--- WHAT NEEDS TO BE DONE ---
Reproduce the entries below word for word, between the lines holding "For the scoring pass, find every instance of the white lattice" and "[[158, 138], [329, 100]]", inclusive.

Dataset rows
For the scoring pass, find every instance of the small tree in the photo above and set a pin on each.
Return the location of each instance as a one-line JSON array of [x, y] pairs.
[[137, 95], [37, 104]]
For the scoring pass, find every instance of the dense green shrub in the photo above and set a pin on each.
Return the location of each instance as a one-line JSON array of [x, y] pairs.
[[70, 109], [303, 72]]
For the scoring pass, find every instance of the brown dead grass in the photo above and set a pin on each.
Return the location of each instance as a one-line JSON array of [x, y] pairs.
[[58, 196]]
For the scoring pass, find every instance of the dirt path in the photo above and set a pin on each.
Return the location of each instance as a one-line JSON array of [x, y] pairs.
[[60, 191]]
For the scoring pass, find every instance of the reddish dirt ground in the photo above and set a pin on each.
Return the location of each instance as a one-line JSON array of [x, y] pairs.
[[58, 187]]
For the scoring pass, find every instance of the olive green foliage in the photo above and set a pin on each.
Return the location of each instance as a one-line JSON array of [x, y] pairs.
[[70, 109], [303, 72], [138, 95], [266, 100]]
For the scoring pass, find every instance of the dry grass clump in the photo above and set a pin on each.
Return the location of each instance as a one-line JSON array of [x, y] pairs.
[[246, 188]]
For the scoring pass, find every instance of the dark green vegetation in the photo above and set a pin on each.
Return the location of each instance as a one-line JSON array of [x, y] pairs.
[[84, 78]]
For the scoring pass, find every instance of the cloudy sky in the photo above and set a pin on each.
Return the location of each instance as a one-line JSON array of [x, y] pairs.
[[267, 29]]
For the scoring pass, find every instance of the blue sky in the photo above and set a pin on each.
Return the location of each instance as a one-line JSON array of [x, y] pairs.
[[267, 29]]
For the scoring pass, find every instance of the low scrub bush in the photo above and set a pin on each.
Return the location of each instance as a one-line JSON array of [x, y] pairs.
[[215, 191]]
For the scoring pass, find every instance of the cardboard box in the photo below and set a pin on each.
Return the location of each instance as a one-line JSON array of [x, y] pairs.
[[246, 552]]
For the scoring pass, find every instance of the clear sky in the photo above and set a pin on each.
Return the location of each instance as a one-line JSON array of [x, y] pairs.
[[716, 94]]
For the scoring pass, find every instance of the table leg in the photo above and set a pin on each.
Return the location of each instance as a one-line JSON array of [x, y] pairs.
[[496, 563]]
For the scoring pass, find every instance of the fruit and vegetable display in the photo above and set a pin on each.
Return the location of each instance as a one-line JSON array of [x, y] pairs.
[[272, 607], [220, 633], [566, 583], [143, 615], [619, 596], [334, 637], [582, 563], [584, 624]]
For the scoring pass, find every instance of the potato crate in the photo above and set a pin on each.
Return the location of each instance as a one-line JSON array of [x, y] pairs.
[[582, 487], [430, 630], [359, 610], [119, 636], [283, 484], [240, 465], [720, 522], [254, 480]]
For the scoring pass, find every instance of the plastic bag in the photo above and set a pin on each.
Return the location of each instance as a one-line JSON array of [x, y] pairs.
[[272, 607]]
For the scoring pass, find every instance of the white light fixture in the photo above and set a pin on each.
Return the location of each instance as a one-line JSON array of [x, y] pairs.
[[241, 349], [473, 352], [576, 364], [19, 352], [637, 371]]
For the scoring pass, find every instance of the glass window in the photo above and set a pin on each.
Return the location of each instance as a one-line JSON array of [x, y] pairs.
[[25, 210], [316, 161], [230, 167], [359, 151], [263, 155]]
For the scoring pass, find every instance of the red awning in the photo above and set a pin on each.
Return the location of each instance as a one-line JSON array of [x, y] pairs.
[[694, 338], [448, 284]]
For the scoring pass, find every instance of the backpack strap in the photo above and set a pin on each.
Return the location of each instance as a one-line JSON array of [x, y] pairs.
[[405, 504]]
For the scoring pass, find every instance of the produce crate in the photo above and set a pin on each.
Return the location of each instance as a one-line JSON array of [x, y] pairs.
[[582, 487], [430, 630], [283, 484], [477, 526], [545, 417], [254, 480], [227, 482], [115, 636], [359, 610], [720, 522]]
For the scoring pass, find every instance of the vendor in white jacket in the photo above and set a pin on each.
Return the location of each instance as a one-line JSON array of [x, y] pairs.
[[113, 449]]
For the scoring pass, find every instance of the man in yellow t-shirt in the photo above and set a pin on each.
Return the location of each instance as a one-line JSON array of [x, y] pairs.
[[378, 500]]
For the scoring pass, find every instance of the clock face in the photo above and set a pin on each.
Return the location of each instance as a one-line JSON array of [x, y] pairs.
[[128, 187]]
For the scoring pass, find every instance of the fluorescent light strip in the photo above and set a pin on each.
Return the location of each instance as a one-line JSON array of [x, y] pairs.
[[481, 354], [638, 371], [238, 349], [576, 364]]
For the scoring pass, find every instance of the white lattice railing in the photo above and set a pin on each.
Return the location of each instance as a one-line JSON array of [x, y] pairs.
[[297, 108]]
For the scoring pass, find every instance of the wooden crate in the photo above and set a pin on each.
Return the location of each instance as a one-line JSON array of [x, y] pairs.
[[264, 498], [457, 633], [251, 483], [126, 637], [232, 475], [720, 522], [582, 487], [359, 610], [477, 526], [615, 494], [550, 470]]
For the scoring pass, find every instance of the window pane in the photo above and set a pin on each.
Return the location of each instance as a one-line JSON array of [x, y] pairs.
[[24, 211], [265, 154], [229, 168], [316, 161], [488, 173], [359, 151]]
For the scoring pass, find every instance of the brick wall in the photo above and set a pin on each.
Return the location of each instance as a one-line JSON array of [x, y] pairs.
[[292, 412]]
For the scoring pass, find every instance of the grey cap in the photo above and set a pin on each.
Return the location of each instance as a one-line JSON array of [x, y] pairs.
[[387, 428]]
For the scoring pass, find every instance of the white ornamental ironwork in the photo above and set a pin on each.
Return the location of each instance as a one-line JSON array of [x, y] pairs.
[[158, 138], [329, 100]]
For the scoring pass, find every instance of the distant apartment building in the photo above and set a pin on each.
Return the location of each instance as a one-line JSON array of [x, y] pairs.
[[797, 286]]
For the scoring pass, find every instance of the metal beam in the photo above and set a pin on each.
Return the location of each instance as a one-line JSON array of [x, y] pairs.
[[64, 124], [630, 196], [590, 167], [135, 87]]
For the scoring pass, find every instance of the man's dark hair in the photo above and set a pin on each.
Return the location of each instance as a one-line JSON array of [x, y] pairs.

--- EXERCISE SOLUTION ---
For the scoring pass, find every instance of the white lattice railing in the photo above and set a pin on each.
Return the location of each instance as a one-line JSON array of [x, y] pairs.
[[297, 108]]
For the scoring pass, find every instance of the wooden crate in the photo above and set a pin on each.
Return the location of each instance as a one-line JSON array of [x, y] pairs.
[[264, 498], [457, 633], [251, 483], [126, 637], [232, 475], [720, 522], [582, 487], [359, 610], [477, 526], [615, 494], [550, 470]]
For the scoring pass, find every instance of the window pane in the photo above and set a pin on each.
Return the location of each instance as a one-line JSON array of [x, y] pairs.
[[24, 211], [265, 154], [229, 168], [316, 161], [488, 173], [359, 151]]
For the scoring pass, find every instance of the brick wall in the photo above and set a pin on each.
Return the location of each instance as a one-line JSON array of [x, y] pairs.
[[292, 412]]
For the scoring pass, find every instance of the grey cap in the photo above and set a pin on each.
Return the location of each instance as a one-line JSON array of [x, y] pairs.
[[387, 428]]
For the scoring pass, find every instance of the white ornamental ironwork in the photo above and set a pin on each.
Return the location of each instance as a one-line JSON array of [x, y] pairs.
[[158, 138], [329, 100]]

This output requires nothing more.